• _Passage for review_:
CBE’s Hassan Abdalla: Anchoring inflation expectations is key

Hassan Abdalla, Governor of the Central Bank of Egypt (CBE), emphasised on Wednesday the importance of managing inflation expectations, improving policy effectiveness, and social considerations in order to achieve macroeconomic stability.

At the African Export-Import Bank‘s (Afreximbank) Annual Meetings (AAM) in Nassau, Bahamas, Abdalla took part in a panel discussion focused on navigating economic crises.

Moderated by Aloysius Uche Ordu of the Brookings Institution, the session featured insights from Governor Abdallah, Ken Ofori-Attah, Economic Advisor to the President of Ghana; and Chad Blackman, Minister of Economic Affairs and Investment of Barbados.

Abdalla elaborated on the specific challenges faced by Egypt. The North African nation, burdened by debt repayments and rising interest rates, was particularly susceptible to these global issues. He emphasised two key threats; the inflationary expectations and the foreign currency shortage. He stressed the danger of inflated expectations of future inflation. This phenomenon, he explained, creates a vicious cycle as it discourages investment and weakens the local currency.

“And I believe that inflation is … the one disease that each country has to focus on. And what happened in Egypt, the increase that when you have higher inflation. And more important than inflation, which is a point that I want to make, is the expectation for inflation, which has been very … high and … it feeds on itself. It leads to negative real rate of return, which in turn leads to asset purchases and becomes a vicious circle.”

He referred that Egypt’s reliance on foreign currency for essential goods was further exacerbated by the flight of local currency seeking stability. This created a shortage of foreign currency reserves.

“Egypt specifically one of the most assets that are recipient of this local money is the foreign currency. So, this leads to exaggerating the problem more, having a foreign currency shortage.

Strengthening Transmission Mechanisms

Abdalla highlighted the need for improved “transmission mechanisms” – the channels through which central bank policies affect the real economy. He cited Egypt’s use of increased reserve requirements as an example of a faster-acting tool to manage liquidity.

Credibility and a “Full Package” Approach

Restoring market confidence requires demonstrably decisive action, Abdalla argued. He advocated for a “full package” of solutions that address not just inflation but also currency shortages, the business environment, and social safety nets. He expressed pride in Egypt’s existing social programmes – such as Takaful and Karama – aimed at vulnerable populations and their ongoing efforts towards improved targeting.

Combating Currency Weakness and Inflation:

The CBE governor acknowledged the challenges posed by a strong US dollar and weak local currencies in many African nations. He argued that a focus on value-added exports, rather than raw materials, is crucial for strengthening African currencies. He even underscored the importance of combating inflation, noting the negative impact of high inflation expectations on economies.

Harnessing Africa’s Potential for Growth:

The discussion also explored broader opportunities for African nations. Ordu, the moderator, highlighted the potential for Africa to achieve significant economic growth, citing the continent’s young population and technological advancements. Governor Abdalla identified financing, technology transfer, and education as key areas for improvement to unlock this potential. He commended Afreximbank’s focus on facilitating intra-African trade and investment as a positive step in this direction.

Ongoing Challenges faced by Global Financial System

“The geopolitical tensions are adding to it. The post-COVID was very severe and the inflation is quite high now that’s was almost affected almost all countries. Egypt, we had more than our share because we also were caught at the time where we had a lot of debt repayments and with interest rates going up and risk premium as well going up, this puts a drain on the cash flow. And more important, inflation.”

Abdalla addressed the ongoing struggles faced by the global financial system. He highlighted a confluence of factors creating a complex economic environment. He pointed to a cycle of crises, including geopolitical tensions and the lingering effects of the COVID-19 pandemic, as major contributors to the current difficulties. These factors, he argued, have led to concerningly high inflation rates in many countries, impacting global financial stability.

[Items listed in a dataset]

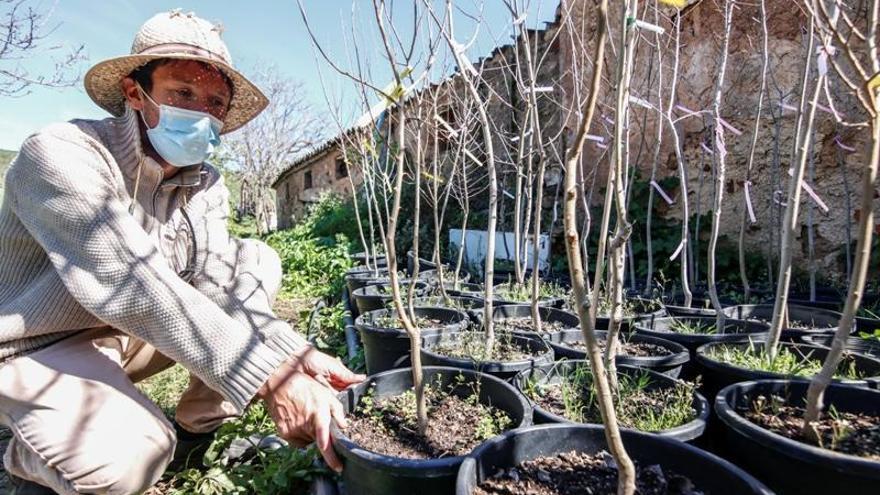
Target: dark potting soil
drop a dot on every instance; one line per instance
(473, 346)
(848, 433)
(646, 409)
(455, 425)
(634, 349)
(574, 473)
(524, 324)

• _What you need to do_:
(1) For each statement about the article on Hassan Abdalla, decide whether it agrees with the article. Answer yes or no, and quote the words that decide it. (a) Abdalla took part in a panel discussion in Nassau, Bahamas. (b) Ken Ofori-Attah moderated the session. (c) Abdalla argued that exports of raw materials are crucial for strengthening African currencies.
(2) Transcribe a portion of the article on Hassan Abdalla. Begin at the words "Credibility and a" and stop after "towards improved targeting.".
(3) Translate this sentence from the article on Hassan Abdalla into Spanish: "He cited Egypt’s use of increased reserve requirements as an example of a faster-acting tool to manage liquidity."
Rely only on the article on Hassan Abdalla, not on the entries.

• _Responses in order_:
(1)
(a) Yes: "in Nassau, Bahamas, Abdalla took part in a panel discussion focused on navigating economic crises."
(b) No: "Moderated by Aloysius Uche Ordu of the Brookings Institution"
(c) No: "a focus on value-added exports, rather than raw materials, is crucial for strengthening African currencies."

(2)
Credibility and a “Full Package” Approach

Restoring market confidence requires demonstrably decisive action, Abdalla argued. He advocated for a “full package” of solutions that address not just inflation but also currency shortages, the business environment, and social safety nets. He expressed pride in Egypt’s existing social programmes – such as Takaful and Karama – aimed at vulnerable populations and their ongoing efforts towards improved targeting.

(3) Citó el uso por parte de Egipto de mayores requerimientos de reserva como ejemplo de una herramienta de acción más rápida para gestionar la liquidez.